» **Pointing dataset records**
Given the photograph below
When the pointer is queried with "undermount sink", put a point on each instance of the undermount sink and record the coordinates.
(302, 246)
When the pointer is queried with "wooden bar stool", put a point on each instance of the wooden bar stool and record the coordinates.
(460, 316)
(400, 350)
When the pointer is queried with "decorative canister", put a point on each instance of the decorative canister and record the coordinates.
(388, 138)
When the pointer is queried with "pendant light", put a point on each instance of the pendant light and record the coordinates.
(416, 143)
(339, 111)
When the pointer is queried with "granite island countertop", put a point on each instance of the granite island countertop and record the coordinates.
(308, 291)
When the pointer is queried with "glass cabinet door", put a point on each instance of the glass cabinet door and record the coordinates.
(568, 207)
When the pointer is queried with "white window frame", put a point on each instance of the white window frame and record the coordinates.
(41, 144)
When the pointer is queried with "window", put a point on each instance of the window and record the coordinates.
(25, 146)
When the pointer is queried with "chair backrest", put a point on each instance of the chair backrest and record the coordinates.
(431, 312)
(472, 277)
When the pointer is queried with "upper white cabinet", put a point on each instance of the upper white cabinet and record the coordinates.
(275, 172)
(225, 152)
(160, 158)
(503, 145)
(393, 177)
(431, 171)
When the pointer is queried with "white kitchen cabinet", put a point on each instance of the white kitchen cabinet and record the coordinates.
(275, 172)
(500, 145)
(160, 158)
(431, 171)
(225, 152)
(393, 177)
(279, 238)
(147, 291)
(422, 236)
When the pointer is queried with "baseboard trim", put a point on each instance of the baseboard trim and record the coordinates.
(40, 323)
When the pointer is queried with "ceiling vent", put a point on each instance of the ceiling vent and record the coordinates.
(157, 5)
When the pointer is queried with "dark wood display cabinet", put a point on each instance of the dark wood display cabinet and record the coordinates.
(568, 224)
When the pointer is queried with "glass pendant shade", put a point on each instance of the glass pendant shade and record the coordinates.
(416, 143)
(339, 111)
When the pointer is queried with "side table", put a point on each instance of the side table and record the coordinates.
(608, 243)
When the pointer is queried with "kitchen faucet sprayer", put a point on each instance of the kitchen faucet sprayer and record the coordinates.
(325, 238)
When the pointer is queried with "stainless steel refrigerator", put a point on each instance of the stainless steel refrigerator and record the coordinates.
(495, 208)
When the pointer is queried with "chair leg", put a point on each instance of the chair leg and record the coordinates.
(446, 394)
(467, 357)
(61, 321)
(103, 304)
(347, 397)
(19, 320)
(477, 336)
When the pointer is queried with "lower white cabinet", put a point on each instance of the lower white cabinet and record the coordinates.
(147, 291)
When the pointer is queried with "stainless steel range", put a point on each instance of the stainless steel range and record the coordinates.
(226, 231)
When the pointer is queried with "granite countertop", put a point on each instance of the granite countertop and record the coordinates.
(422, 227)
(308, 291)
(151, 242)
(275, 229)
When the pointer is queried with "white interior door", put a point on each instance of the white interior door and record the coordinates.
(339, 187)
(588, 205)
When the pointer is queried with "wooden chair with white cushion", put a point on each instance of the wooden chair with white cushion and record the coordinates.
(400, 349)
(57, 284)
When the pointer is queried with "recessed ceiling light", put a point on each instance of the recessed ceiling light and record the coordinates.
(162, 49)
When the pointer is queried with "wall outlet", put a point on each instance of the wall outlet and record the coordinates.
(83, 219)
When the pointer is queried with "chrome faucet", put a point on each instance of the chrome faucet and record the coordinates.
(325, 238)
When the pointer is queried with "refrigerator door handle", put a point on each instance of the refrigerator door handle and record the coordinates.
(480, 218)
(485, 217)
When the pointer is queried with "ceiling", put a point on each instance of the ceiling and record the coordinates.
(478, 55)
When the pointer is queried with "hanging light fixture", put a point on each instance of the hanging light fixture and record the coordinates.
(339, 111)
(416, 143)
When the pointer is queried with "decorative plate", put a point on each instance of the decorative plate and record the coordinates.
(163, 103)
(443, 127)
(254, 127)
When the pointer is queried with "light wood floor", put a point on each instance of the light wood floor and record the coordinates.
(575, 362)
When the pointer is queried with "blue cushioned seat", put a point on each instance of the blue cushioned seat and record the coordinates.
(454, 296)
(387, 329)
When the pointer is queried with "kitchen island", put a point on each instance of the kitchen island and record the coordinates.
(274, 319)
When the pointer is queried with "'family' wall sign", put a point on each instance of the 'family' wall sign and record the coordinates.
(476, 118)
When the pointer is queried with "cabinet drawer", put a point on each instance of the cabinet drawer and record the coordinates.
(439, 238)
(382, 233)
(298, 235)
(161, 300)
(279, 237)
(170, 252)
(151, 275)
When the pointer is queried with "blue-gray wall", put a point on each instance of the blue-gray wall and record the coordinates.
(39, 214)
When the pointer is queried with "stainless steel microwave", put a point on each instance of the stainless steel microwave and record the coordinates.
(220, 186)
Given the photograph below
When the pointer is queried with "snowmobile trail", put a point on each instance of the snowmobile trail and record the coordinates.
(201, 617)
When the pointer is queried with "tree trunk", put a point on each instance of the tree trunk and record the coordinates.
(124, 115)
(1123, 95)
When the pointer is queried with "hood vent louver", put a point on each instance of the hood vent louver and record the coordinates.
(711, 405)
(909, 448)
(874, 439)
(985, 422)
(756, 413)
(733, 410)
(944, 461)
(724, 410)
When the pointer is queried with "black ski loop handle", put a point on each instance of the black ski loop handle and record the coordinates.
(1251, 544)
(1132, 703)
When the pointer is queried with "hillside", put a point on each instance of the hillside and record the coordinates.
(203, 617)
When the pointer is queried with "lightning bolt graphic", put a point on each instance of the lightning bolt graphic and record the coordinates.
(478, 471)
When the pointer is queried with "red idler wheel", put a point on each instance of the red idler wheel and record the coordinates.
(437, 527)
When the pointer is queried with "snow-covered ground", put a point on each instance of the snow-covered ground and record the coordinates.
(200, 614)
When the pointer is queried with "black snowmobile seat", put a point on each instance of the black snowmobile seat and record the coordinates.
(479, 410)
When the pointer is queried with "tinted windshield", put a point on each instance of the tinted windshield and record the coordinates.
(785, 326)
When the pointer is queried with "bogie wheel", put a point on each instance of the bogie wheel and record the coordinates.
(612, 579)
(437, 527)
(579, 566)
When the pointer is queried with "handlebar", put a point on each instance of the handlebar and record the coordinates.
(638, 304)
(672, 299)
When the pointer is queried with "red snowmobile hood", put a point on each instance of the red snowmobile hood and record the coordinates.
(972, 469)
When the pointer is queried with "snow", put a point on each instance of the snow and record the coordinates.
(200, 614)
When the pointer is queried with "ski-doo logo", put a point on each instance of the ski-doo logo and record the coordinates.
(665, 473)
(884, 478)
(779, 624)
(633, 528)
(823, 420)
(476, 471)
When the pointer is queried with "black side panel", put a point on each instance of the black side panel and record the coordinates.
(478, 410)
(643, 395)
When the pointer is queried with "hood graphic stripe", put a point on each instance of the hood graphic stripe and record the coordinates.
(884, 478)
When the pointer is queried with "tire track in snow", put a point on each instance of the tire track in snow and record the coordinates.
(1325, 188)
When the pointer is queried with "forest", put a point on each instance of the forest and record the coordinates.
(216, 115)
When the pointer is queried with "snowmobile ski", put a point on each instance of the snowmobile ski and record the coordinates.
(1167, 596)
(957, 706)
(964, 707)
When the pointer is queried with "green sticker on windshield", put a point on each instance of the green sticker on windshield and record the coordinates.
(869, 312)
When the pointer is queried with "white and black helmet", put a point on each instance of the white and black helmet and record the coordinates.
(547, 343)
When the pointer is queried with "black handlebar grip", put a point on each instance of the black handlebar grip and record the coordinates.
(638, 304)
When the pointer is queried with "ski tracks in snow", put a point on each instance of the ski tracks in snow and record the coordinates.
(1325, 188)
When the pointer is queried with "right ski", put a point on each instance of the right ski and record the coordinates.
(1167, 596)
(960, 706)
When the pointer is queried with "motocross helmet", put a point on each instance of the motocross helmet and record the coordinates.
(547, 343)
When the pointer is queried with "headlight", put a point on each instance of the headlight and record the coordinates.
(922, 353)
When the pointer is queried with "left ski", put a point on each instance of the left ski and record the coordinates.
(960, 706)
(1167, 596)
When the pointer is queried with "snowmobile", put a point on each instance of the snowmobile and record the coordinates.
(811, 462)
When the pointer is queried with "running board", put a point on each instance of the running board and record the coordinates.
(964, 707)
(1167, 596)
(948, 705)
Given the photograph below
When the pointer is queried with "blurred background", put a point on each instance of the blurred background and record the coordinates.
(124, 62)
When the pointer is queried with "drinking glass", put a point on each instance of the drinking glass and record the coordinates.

» **WRITTEN EXERCISE**
Your answer should consist only of the lines from the one with "on windshield and record the coordinates." through the end of the data above, reproduced exactly.

» **RESULT BELOW**
When the pointer is queried with "green sticker on windshield", put a point on each instance of the green sticker on windshield and record the coordinates.
(869, 312)
When the pointer is queried with "white and black helmet", put a point on each instance of the white and black helmet and record the coordinates.
(547, 343)
When the pointer is queried with "black handlebar grip", put a point on each instance of the black handlebar grip and record the coordinates.
(638, 304)
When the pointer is queried with "ski tracks in snow", put a point on each instance of the ski tracks in snow and record the coordinates.
(1325, 188)
When the pointer is queried with "right ski", put a point on each instance of the right ski and record the coordinates.
(1167, 596)
(960, 706)
When the pointer is queried with "motocross helmet", put a point on each instance of the motocross helmet and record the coordinates.
(547, 343)
When the pointer is queried with "headlight", put a point on each instance of the headlight and record the coordinates.
(922, 353)
When the pointer is queried with "left ski", put a point on each instance of the left ski and record the coordinates.
(960, 706)
(1167, 596)
When the pointer is queried with "snowmobile", put a point on each instance of the snowmobile and record the coordinates.
(811, 462)
When the pointer is queried with "running board", put a point on each instance of the running board and record the coordinates.
(964, 707)
(1167, 596)
(948, 705)
Given the photograph below
When the pointer is queried with "blurred background", put a point on each instance of the blurred background and record the coordinates.
(124, 62)
When the pointer is queried with "drinking glass", put a point on each instance of the drinking glass and record the coordinates.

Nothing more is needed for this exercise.